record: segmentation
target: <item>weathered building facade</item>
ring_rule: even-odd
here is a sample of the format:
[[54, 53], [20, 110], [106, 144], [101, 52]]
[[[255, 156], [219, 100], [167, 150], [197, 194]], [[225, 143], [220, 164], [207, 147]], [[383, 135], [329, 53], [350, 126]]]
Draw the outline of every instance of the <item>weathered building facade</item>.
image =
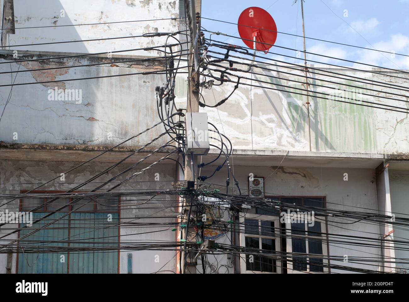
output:
[[[164, 74], [151, 73], [165, 69], [166, 62], [163, 59], [146, 60], [163, 55], [156, 50], [142, 49], [171, 42], [166, 41], [166, 36], [135, 36], [49, 45], [16, 45], [175, 32], [181, 30], [180, 20], [177, 18], [180, 2], [182, 2], [104, 0], [99, 1], [97, 5], [88, 2], [61, 0], [48, 1], [48, 5], [44, 5], [47, 10], [40, 12], [31, 2], [18, 5], [13, 2], [12, 0], [0, 1], [0, 7], [4, 8], [3, 15], [7, 16], [12, 11], [13, 16], [11, 20], [3, 18], [3, 28], [10, 25], [12, 25], [10, 27], [33, 27], [114, 22], [125, 19], [151, 20], [54, 27], [40, 31], [34, 28], [3, 31], [2, 50], [0, 52], [1, 83], [4, 85], [11, 83], [25, 84], [0, 87], [0, 108], [2, 110], [5, 107], [0, 120], [0, 191], [4, 194], [32, 189], [37, 184], [45, 183], [69, 171], [160, 122], [155, 88], [163, 85], [166, 78]], [[81, 9], [79, 9], [79, 7]], [[122, 52], [127, 50], [133, 50]], [[115, 52], [118, 51], [120, 52]], [[112, 53], [83, 55], [109, 52]], [[72, 56], [76, 54], [82, 55]], [[67, 56], [71, 56], [59, 57]], [[51, 59], [45, 62], [39, 60], [45, 57]], [[19, 60], [30, 61], [8, 63]], [[59, 68], [67, 66], [71, 68]], [[238, 64], [235, 67], [240, 66]], [[293, 65], [274, 63], [272, 65], [259, 66], [265, 69], [257, 72], [264, 74], [243, 80], [243, 83], [265, 86], [276, 90], [240, 86], [226, 103], [217, 108], [200, 108], [201, 111], [208, 113], [209, 121], [231, 141], [233, 151], [230, 163], [242, 194], [248, 195], [249, 177], [252, 174], [255, 177], [264, 178], [264, 196], [272, 200], [287, 198], [287, 202], [303, 205], [307, 205], [309, 201], [320, 200], [328, 208], [346, 211], [365, 209], [366, 212], [387, 216], [391, 216], [392, 213], [408, 212], [407, 114], [325, 99], [330, 99], [334, 89], [357, 90], [360, 93], [365, 94], [364, 100], [382, 103], [385, 100], [380, 97], [390, 97], [398, 100], [396, 106], [407, 108], [405, 101], [408, 100], [407, 98], [395, 96], [393, 94], [396, 90], [392, 86], [387, 89], [369, 83], [379, 81], [387, 86], [396, 83], [407, 85], [409, 77], [406, 72], [375, 69], [357, 71], [347, 68], [310, 65], [310, 76], [314, 79], [310, 82], [310, 91], [313, 97], [309, 100], [309, 117], [305, 97], [297, 93], [299, 92], [297, 88], [305, 89], [302, 67], [294, 69]], [[36, 70], [39, 69], [47, 70]], [[11, 70], [19, 72], [10, 73]], [[328, 74], [323, 70], [345, 75], [343, 77], [346, 79], [340, 80], [336, 84], [325, 82], [332, 80], [326, 75]], [[239, 74], [243, 78], [249, 77], [245, 73]], [[397, 81], [394, 77], [397, 75], [408, 79], [399, 79]], [[355, 77], [348, 78], [349, 76]], [[69, 80], [75, 79], [83, 79]], [[366, 80], [364, 81], [365, 83], [358, 84], [358, 88], [348, 86], [353, 82], [356, 85], [354, 81], [358, 79]], [[255, 83], [256, 80], [264, 82]], [[49, 81], [55, 81], [38, 83]], [[175, 101], [179, 108], [186, 108], [187, 83], [186, 75], [178, 76]], [[321, 86], [312, 85], [319, 83]], [[213, 105], [228, 95], [234, 86], [234, 83], [213, 86], [211, 90], [203, 90], [202, 94], [208, 104]], [[65, 93], [68, 90], [71, 92], [69, 99]], [[59, 98], [60, 90], [64, 92], [64, 97]], [[361, 104], [369, 104], [360, 102]], [[76, 184], [87, 181], [159, 135], [163, 131], [162, 127], [160, 125], [129, 140], [115, 151], [76, 169], [75, 173], [67, 173], [64, 180], [58, 178], [45, 185], [41, 191], [65, 192]], [[163, 137], [159, 138], [142, 152], [135, 154], [101, 176], [97, 181], [102, 182], [110, 179], [166, 141]], [[211, 149], [208, 156], [203, 157], [203, 162], [216, 158], [218, 153], [218, 150]], [[164, 154], [163, 151], [155, 153], [140, 164], [137, 170], [129, 173], [132, 174], [146, 167]], [[219, 160], [203, 167], [200, 170], [201, 175], [211, 175], [222, 162], [222, 160]], [[164, 162], [138, 176], [121, 189], [129, 191], [169, 189], [172, 182], [183, 178], [182, 174], [174, 162]], [[225, 177], [224, 172], [222, 175], [220, 171], [207, 181], [213, 184], [215, 188], [225, 190]], [[88, 184], [81, 190], [92, 190], [95, 185], [95, 183]], [[239, 194], [236, 188], [231, 189], [231, 192]], [[137, 205], [99, 209], [99, 204], [96, 202], [93, 204], [93, 207], [76, 213], [79, 215], [78, 220], [74, 218], [66, 221], [70, 225], [66, 228], [68, 230], [71, 228], [69, 235], [53, 233], [52, 236], [60, 239], [69, 238], [76, 230], [88, 231], [97, 228], [95, 224], [82, 225], [76, 229], [73, 228], [72, 223], [82, 219], [81, 215], [95, 218], [101, 213], [104, 215], [108, 213], [118, 220], [132, 218], [141, 223], [171, 223], [180, 214], [173, 198], [173, 196], [166, 196], [159, 202], [157, 205], [166, 208], [159, 214], [155, 214], [155, 205], [152, 209]], [[120, 202], [118, 201], [119, 205]], [[3, 203], [5, 202], [3, 201]], [[29, 209], [30, 205], [29, 203], [22, 204], [17, 200], [2, 207], [10, 210], [25, 207]], [[263, 221], [270, 221], [274, 224], [272, 227], [279, 228], [279, 217], [272, 216], [271, 214], [253, 213], [253, 210], [243, 212], [245, 218], [236, 218], [239, 225], [245, 225], [245, 221], [240, 219], [248, 219], [261, 228], [263, 225]], [[43, 212], [50, 210], [45, 209]], [[218, 219], [230, 220], [227, 212], [220, 212]], [[351, 261], [348, 266], [386, 272], [405, 269], [404, 266], [395, 264], [394, 259], [395, 257], [407, 258], [407, 252], [404, 249], [395, 248], [396, 243], [394, 244], [393, 240], [395, 238], [400, 241], [407, 240], [409, 234], [404, 229], [395, 229], [392, 224], [367, 222], [357, 222], [351, 227], [345, 224], [348, 221], [344, 219], [335, 217], [322, 219], [316, 225], [319, 228], [318, 231], [326, 234], [322, 238], [316, 238], [321, 242], [320, 246], [309, 246], [307, 236], [303, 243], [297, 241], [299, 245], [297, 246], [295, 241], [292, 242], [294, 239], [290, 237], [280, 239], [276, 236], [277, 234], [273, 234], [258, 237], [249, 234], [251, 232], [246, 234], [247, 230], [243, 230], [240, 235], [233, 236], [229, 232], [211, 230], [207, 237], [214, 239], [221, 244], [231, 244], [233, 241], [243, 246], [246, 246], [247, 238], [251, 237], [257, 242], [264, 240], [270, 242], [270, 245], [274, 244], [275, 250], [283, 252], [297, 252], [296, 248], [300, 248], [302, 252], [303, 247], [304, 249], [309, 248], [310, 253], [324, 256], [322, 258], [324, 264], [330, 262], [333, 265], [345, 266], [345, 255], [353, 259], [354, 257], [379, 257], [381, 265], [375, 261], [358, 263]], [[18, 226], [13, 225], [7, 228]], [[109, 229], [112, 232], [109, 236], [125, 242], [180, 240], [178, 231], [172, 231], [171, 229], [147, 225], [138, 228], [121, 226], [113, 231], [112, 228]], [[8, 229], [4, 227], [0, 228], [0, 235], [7, 233]], [[389, 234], [393, 230], [394, 232]], [[160, 231], [151, 232], [158, 231]], [[97, 235], [92, 237], [99, 238]], [[3, 238], [2, 244], [7, 244], [6, 239], [17, 240], [18, 236], [16, 233]], [[42, 236], [46, 235], [45, 233]], [[344, 238], [369, 237], [376, 243], [357, 248], [352, 242], [355, 239], [350, 239], [351, 243], [348, 241], [334, 243], [340, 236]], [[380, 237], [386, 241], [380, 243], [376, 241]], [[312, 251], [313, 248], [315, 252]], [[174, 250], [94, 252], [92, 258], [88, 255], [88, 258], [75, 253], [69, 257], [67, 253], [69, 263], [57, 261], [60, 255], [49, 253], [39, 256], [34, 253], [24, 254], [22, 252], [0, 254], [0, 273], [127, 273], [158, 270], [177, 273], [180, 269], [178, 258], [175, 257], [177, 253]], [[202, 269], [200, 258], [199, 270]], [[157, 259], [159, 260], [156, 261]], [[252, 267], [249, 270], [245, 259], [245, 255], [209, 256], [206, 260], [207, 273], [345, 272], [342, 269], [330, 270], [325, 266], [315, 268], [310, 264], [310, 259], [308, 260], [310, 264], [305, 267], [293, 267], [290, 262], [285, 265], [274, 262], [274, 269], [267, 268], [263, 271], [259, 267]], [[44, 264], [47, 263], [53, 264], [47, 266]], [[102, 265], [101, 263], [109, 264]]]

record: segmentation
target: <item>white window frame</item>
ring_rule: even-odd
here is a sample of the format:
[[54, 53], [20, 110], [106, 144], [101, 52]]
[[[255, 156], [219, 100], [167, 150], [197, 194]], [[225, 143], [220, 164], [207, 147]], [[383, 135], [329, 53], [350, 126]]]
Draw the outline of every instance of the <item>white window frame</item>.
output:
[[[246, 246], [245, 237], [257, 237], [260, 239], [261, 238], [267, 238], [268, 239], [275, 239], [276, 252], [281, 251], [281, 237], [280, 237], [280, 217], [279, 216], [270, 216], [265, 215], [260, 215], [258, 214], [244, 214], [240, 217], [240, 246], [245, 247]], [[263, 236], [256, 234], [245, 234], [244, 221], [245, 219], [254, 219], [259, 221], [258, 227], [260, 228], [261, 223], [260, 221], [272, 221], [274, 223], [274, 234], [275, 237], [272, 236]], [[261, 249], [261, 240], [259, 240], [260, 248]], [[276, 261], [276, 272], [259, 272], [256, 270], [247, 270], [246, 267], [246, 254], [240, 254], [240, 272], [242, 274], [279, 274], [282, 272], [281, 261], [279, 259], [274, 259]]]
[[[285, 230], [285, 237], [286, 237], [286, 243], [287, 245], [287, 251], [289, 253], [292, 252], [292, 238], [291, 238], [291, 223], [289, 219], [287, 219], [286, 214], [284, 214], [285, 215], [285, 228], [286, 229]], [[300, 236], [305, 238], [306, 241], [306, 253], [307, 255], [306, 257], [307, 258], [307, 261], [309, 259], [310, 257], [308, 255], [308, 237], [310, 237], [312, 238], [315, 238], [317, 239], [319, 239], [321, 240], [322, 243], [322, 255], [323, 257], [323, 264], [324, 266], [328, 266], [328, 246], [327, 246], [327, 243], [326, 242], [327, 239], [326, 235], [325, 234], [326, 233], [326, 220], [325, 217], [322, 216], [316, 216], [315, 217], [315, 219], [316, 219], [317, 222], [320, 222], [321, 224], [321, 232], [323, 233], [322, 235], [321, 236], [312, 236], [311, 235], [309, 235], [308, 234], [308, 228], [307, 228], [307, 225], [308, 225], [308, 221], [306, 220], [304, 223], [305, 225], [305, 230], [306, 230], [306, 235], [301, 235], [301, 234], [296, 234], [297, 236]], [[315, 254], [313, 254], [315, 255]], [[291, 254], [288, 254], [288, 259], [287, 267], [287, 273], [288, 274], [325, 274], [328, 273], [328, 267], [324, 267], [324, 271], [323, 272], [310, 272], [310, 264], [307, 264], [307, 270], [296, 270], [293, 269], [293, 264], [292, 262], [292, 257]]]

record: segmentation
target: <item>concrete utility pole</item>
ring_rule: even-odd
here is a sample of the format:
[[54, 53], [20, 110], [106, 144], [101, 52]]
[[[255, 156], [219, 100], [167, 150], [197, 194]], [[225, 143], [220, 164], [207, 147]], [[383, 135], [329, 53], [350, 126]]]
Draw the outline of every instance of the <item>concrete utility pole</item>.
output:
[[308, 115], [308, 138], [310, 140], [310, 151], [311, 148], [311, 126], [310, 125], [310, 102], [308, 101], [308, 68], [307, 67], [307, 54], [306, 53], [306, 33], [304, 29], [304, 8], [303, 7], [303, 0], [301, 1], [301, 16], [303, 19], [303, 41], [304, 44], [304, 64], [305, 66], [306, 72], [306, 89], [307, 90], [307, 112]]
[[[191, 0], [190, 4], [189, 0], [185, 0], [185, 8], [186, 16], [189, 25], [189, 33], [190, 37], [189, 52], [193, 53], [190, 56], [189, 65], [192, 67], [189, 68], [189, 75], [188, 83], [187, 104], [186, 107], [187, 113], [199, 112], [199, 86], [198, 82], [198, 77], [197, 72], [199, 65], [199, 52], [198, 42], [199, 36], [198, 30], [200, 31], [200, 18], [198, 18], [198, 26], [197, 28], [196, 12], [200, 14], [201, 11], [201, 0]], [[189, 134], [187, 133], [186, 135]], [[191, 135], [193, 135], [193, 134]], [[186, 154], [184, 163], [184, 180], [188, 181], [196, 181], [197, 173], [198, 156], [193, 153]], [[196, 187], [196, 185], [194, 187]], [[186, 226], [182, 229], [182, 238], [184, 240], [184, 248], [182, 253], [182, 267], [181, 270], [183, 273], [196, 273], [196, 260], [194, 259], [194, 253], [187, 251], [187, 245], [188, 241], [194, 239], [194, 225], [189, 223], [190, 217], [196, 216], [196, 206], [194, 204], [194, 200], [193, 196], [186, 196], [182, 207], [184, 219], [182, 223], [186, 223]], [[189, 232], [190, 234], [189, 235]], [[190, 237], [190, 238], [189, 238]], [[190, 240], [189, 240], [190, 239]]]

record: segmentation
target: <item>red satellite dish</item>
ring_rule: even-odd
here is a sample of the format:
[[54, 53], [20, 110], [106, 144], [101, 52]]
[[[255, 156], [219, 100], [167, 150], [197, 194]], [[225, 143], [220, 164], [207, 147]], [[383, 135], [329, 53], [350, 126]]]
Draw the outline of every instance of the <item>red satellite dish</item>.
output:
[[276, 23], [270, 14], [262, 8], [252, 7], [246, 9], [240, 14], [237, 23], [240, 37], [244, 43], [252, 49], [254, 49], [253, 37], [255, 36], [257, 50], [267, 52], [276, 41]]

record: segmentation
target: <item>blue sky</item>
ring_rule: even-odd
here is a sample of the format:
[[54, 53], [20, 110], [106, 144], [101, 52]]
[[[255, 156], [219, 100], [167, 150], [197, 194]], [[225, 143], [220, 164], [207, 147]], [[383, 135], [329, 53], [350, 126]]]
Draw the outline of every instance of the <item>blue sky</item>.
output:
[[[202, 16], [237, 23], [244, 9], [257, 6], [270, 13], [277, 31], [302, 36], [300, 0], [294, 4], [293, 2], [294, 0], [202, 0]], [[305, 0], [303, 5], [306, 36], [409, 55], [409, 0]], [[237, 25], [206, 20], [202, 20], [202, 25], [209, 30], [238, 36]], [[237, 39], [216, 37], [220, 41], [244, 45]], [[308, 39], [306, 43], [307, 51], [311, 52], [389, 68], [409, 69], [409, 57]], [[301, 38], [279, 34], [275, 44], [302, 50]], [[273, 49], [270, 51], [296, 55], [293, 51]], [[279, 55], [263, 55], [300, 62]], [[311, 55], [308, 58], [324, 63], [359, 66]]]

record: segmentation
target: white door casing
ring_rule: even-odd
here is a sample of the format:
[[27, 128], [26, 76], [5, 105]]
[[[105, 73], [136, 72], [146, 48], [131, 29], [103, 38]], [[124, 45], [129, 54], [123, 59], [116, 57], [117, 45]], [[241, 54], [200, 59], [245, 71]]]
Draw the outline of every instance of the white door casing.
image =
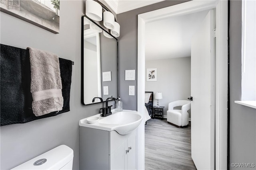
________________________________________
INSTRUCTIONS TO FOLLOW ▸
Pick out every line in the records above that contains the word "outline" and copy each of those lines.

ANSWER TO THE TASK ▸
Draw the outline of every instance of the <item>weathered building facade</item>.
Draw the outline of every instance of the <item>white window frame</item>.
Draw the outline of every instance of the <item>concrete utility pole</item>.
Draw the outline of every instance of the <item>red satellite dish</item>.
Draw the outline of every instance of the <item>blue sky</item>.
Draw the outline of every instance of the white door casing.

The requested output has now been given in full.